Exercise
Recreate the entire listing that appears below, exactly.

Data
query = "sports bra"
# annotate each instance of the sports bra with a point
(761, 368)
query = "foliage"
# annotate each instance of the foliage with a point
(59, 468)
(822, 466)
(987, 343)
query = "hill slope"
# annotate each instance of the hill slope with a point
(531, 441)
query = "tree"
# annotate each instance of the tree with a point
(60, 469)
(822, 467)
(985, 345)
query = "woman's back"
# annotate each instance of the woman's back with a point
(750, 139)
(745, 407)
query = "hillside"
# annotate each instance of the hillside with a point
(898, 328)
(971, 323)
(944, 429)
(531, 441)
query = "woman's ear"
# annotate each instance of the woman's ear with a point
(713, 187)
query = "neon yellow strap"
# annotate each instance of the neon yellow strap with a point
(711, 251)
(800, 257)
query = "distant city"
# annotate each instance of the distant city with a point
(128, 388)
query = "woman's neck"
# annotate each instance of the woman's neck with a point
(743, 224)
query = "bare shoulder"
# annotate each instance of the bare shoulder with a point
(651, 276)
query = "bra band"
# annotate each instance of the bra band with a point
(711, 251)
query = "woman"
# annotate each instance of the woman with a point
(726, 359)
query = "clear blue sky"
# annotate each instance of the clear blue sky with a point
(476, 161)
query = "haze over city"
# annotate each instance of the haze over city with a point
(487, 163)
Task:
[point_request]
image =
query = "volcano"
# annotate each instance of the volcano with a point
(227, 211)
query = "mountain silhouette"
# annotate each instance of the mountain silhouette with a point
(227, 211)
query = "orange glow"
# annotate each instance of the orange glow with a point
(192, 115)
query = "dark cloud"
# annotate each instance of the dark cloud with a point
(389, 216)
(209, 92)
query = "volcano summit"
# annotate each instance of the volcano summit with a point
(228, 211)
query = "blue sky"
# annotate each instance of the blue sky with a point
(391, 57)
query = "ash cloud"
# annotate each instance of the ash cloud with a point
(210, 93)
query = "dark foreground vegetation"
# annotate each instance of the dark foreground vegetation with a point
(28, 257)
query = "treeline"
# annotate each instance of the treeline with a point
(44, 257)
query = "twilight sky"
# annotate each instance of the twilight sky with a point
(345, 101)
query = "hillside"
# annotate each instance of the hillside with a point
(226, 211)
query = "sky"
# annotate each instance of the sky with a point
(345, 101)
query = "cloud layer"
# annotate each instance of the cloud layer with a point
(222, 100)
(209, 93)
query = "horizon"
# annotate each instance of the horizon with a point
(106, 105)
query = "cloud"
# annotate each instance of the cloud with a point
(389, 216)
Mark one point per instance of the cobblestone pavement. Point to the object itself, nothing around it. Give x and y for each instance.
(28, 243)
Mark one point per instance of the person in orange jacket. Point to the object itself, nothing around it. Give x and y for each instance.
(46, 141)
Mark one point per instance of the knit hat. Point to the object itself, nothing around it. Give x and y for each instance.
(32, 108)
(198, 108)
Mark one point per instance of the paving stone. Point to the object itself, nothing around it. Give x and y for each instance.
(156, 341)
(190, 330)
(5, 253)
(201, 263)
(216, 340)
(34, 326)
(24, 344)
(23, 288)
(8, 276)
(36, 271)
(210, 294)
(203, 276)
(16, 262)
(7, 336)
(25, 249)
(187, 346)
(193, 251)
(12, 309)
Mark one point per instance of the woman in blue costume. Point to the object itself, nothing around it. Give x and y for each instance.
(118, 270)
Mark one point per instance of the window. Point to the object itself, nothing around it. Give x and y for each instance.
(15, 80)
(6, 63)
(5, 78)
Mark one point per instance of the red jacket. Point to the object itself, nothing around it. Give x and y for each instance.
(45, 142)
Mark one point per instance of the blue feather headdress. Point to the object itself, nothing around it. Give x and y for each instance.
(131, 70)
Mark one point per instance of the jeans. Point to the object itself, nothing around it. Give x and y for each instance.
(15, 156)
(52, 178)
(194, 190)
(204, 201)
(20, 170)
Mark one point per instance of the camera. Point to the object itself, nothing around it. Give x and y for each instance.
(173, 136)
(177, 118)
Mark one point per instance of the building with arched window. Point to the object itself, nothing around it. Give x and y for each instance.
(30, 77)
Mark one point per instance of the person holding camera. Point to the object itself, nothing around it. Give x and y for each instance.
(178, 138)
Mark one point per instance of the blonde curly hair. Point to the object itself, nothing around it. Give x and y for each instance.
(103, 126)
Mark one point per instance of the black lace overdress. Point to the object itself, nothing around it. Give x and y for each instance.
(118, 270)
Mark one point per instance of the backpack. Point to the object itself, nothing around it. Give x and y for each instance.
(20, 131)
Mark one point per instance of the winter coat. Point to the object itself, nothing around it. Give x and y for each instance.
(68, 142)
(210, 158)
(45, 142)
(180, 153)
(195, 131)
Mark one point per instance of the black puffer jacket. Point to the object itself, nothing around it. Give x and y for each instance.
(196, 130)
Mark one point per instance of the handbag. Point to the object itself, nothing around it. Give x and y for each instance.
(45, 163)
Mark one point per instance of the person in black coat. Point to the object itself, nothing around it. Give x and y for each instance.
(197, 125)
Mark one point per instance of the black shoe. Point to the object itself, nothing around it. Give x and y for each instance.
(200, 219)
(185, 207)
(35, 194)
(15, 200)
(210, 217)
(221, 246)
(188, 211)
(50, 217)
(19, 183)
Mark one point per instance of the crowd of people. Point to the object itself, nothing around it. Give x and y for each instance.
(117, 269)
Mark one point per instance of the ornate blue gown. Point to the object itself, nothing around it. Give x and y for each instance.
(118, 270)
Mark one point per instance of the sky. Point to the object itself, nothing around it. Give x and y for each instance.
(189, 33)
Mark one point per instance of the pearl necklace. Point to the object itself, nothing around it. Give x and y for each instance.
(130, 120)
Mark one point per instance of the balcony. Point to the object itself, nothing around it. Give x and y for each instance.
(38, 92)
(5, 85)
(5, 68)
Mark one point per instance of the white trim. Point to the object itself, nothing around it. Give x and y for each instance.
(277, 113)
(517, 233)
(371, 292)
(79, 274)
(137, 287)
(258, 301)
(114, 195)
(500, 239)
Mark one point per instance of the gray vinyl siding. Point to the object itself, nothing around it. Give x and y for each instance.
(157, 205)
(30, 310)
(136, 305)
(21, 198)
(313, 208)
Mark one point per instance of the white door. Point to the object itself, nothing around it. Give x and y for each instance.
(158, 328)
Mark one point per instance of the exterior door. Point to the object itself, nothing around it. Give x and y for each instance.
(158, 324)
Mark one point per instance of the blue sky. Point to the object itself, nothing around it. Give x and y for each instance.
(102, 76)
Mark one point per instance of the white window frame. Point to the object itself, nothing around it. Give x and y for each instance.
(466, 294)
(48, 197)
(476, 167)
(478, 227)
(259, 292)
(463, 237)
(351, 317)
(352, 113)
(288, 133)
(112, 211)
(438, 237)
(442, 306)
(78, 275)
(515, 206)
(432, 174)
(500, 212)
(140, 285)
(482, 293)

Result
query = "sports bra"
# annotate each instance of the sports bra with a point
(761, 368)
query = "foliage"
# annotate each instance of the foliage with a point
(59, 468)
(822, 466)
(987, 343)
query = "hill slope"
# annotate each instance of the hill slope with a point
(531, 441)
query = "tree"
# annotate each instance of the tree with a point
(60, 469)
(822, 467)
(985, 345)
query = "woman's back"
# annotate each instance of the woman's back with a point
(750, 139)
(745, 407)
query = "hillside"
# annotate each instance of the hillside with a point
(898, 328)
(971, 323)
(944, 429)
(531, 441)
query = "woman's ear"
# annotate each instance of the woman's ear with a point
(713, 187)
query = "neon yellow strap"
# annotate each instance of the neon yellow strap with a point
(711, 251)
(800, 257)
query = "distant city"
# annotate each instance of the distant city with a point
(128, 388)
query = "woman's neck"
# annotate each instance of the woman's neck with a point
(743, 224)
query = "bare shoulder"
# annotate each instance of the bare shoulder with a point
(651, 276)
query = "bra band"
# annotate each instance of the bra band with a point
(711, 251)
query = "woman"
# annotate each instance of the woman with a point
(726, 359)
query = "clear blue sky"
# annotate each instance of the clear blue sky with a point
(476, 161)
query = "haze over city"
# annotate each instance of the haze over city with a point
(487, 163)
Task:
[point_request]
image =
query = "volcano"
# annotate each instance of the volcano with a point
(227, 211)
query = "mountain silhouette"
# annotate each instance of the mountain silhouette with a point
(227, 211)
query = "orange glow"
# annotate each instance of the orange glow with a point
(192, 115)
query = "dark cloud"
# annotate each instance of the dark cloud with a point
(389, 216)
(209, 92)
query = "volcano summit"
# annotate each instance of the volcano summit with a point
(228, 211)
query = "blue sky"
# annotate each instance of the blue sky with a point
(391, 57)
query = "ash cloud"
# annotate each instance of the ash cloud with a point
(210, 93)
query = "dark foreground vegetation"
# annotate each instance of the dark foreground vegetation with a point
(28, 257)
query = "treeline"
# annotate each instance of the treeline with a point
(44, 257)
query = "twilight sky"
# annotate each instance of the twilight sky with a point
(345, 101)
query = "hillside"
# annotate each instance of the hillside with a point
(226, 211)
query = "sky"
# annotate each instance of the sky with a point
(345, 101)
query = "cloud layer"
# annotate each instance of the cloud layer with a point
(222, 100)
(209, 93)
query = "horizon"
# annotate each instance of the horizon with a point
(106, 105)
query = "cloud"
# annotate each instance of the cloud with a point
(389, 216)
Mark one point per instance of the cobblestone pavement. Point to the object itself, nothing around it. Give x and y for each instance.
(28, 243)
Mark one point per instance of the person in orange jacket. Point to the object itself, nothing around it. Give x and y for each instance.
(46, 141)
Mark one point per instance of the knit hat. Point to the object itself, nothing around it. Give x and y for each instance.
(32, 108)
(198, 108)
Mark one point per instance of the paving stone. Point to the object itself, nothing around it. Give x and y for each instance.
(156, 341)
(190, 330)
(5, 253)
(201, 263)
(216, 340)
(34, 326)
(24, 344)
(23, 288)
(8, 276)
(36, 271)
(210, 294)
(203, 276)
(16, 262)
(7, 336)
(25, 249)
(187, 346)
(193, 251)
(12, 309)
Mark one point per instance of the woman in blue costume. Point to the object itself, nothing around it. Give x and y for each instance.
(118, 270)
Mark one point per instance of the window. Point to the object itself, nothing around it. Give x and y for each instance.
(15, 80)
(6, 63)
(5, 78)
Mark one point per instance of the red jacket. Point to the object itself, nothing around it. Give x and y for each instance.
(45, 142)
Mark one point per instance of the blue feather headdress. Point to the object itself, nothing around it. Give x and y for each instance.
(131, 70)
Mark one point per instance of the jeans. Point to the object itself, nothing around it. Give x and y for each instance.
(15, 156)
(52, 178)
(194, 190)
(204, 201)
(20, 170)
Mark one point per instance of the camera. Point to the object itself, nothing around it. Give x and y for each instance.
(173, 136)
(177, 118)
Mark one point per instance of the building with arched window. Point to the object itself, nothing around it. Give x and y for each instance.
(30, 77)
Mark one point per instance of the person holding camera. Point to the object itself, nothing around it. Give x and y for each instance.
(178, 138)
Mark one point per instance of the blonde curly hair. Point to the object itself, nothing around it. Give x and y for each instance.
(103, 126)
Mark one point per instance of the black lace overdress. Point to the object itself, nothing around it. Give x and y for each instance.
(118, 270)
Mark one point per instance of the backpack. Point to the object itself, nothing around it. Give x and y for each instance.
(20, 131)
Mark one point per instance of the winter coat. Point to the object itself, nothing around it. Give x and y for each instance.
(68, 142)
(210, 158)
(45, 142)
(180, 153)
(195, 131)
Mark one point per instance of the black puffer jacket. Point to the object itself, nothing around it. Give x and y for each instance.
(196, 130)
Mark one point per instance of the handbag. Point to the object itself, nothing around it. Give x and y for each instance.
(45, 163)
Mark one point per instance of the person in black coat. Point to the object itself, nothing around it. Give x and y for each instance.
(197, 125)
Mark one point per instance of the black shoe. Point to the object itself, nothing around it. Give x and y for each instance.
(200, 219)
(185, 207)
(35, 194)
(15, 200)
(210, 217)
(221, 246)
(188, 211)
(50, 217)
(19, 183)
Mark one point per instance of the crowd of people. Point to the object itself, nothing around it. Give x and y for each instance.
(117, 269)
Mark one point per instance of the ornate blue gown. Point to the object itself, nothing around it. Give x and y for each instance.
(118, 270)
Mark one point per instance of the sky. Point to the object itself, nothing around it. Give x and y for each instance.
(189, 33)
Mark one point per instance of the pearl necklace. Point to the object itself, nothing around it. Give x and y for each instance.
(130, 120)
Mark one point per instance of the balcony. Point to the object itself, nothing around it. Give x and y for each instance.
(38, 92)
(5, 85)
(5, 68)
Mark one point per instance of the white trim. Point to the object itself, nothing around it. Give x and y for each instance.
(277, 113)
(517, 233)
(371, 292)
(79, 274)
(137, 287)
(258, 301)
(114, 195)
(500, 239)
Mark one point per instance of the gray vinyl siding. Point to the object itself, nothing around it. Give x and y for each instance.
(157, 205)
(30, 310)
(136, 305)
(21, 198)
(313, 208)
Mark one point per instance of the white door. Point to the object itself, nothing around it. Give x and y for each instance.
(158, 328)
Mark one point per instance of the exterior door. Point to the object itself, nothing around it. Give x and y for each instance.
(158, 324)
Mark one point per instance of the blue sky. Point to the object itself, nothing around it. Give x and y for each instance.
(102, 76)
Mark one point per instance of the white window frame. Point to the object itself, nothing around it. Give x and y for each instance.
(466, 294)
(48, 197)
(476, 167)
(478, 227)
(259, 292)
(463, 237)
(351, 317)
(352, 113)
(288, 133)
(112, 211)
(438, 237)
(442, 306)
(78, 275)
(515, 206)
(432, 174)
(500, 212)
(140, 285)
(482, 293)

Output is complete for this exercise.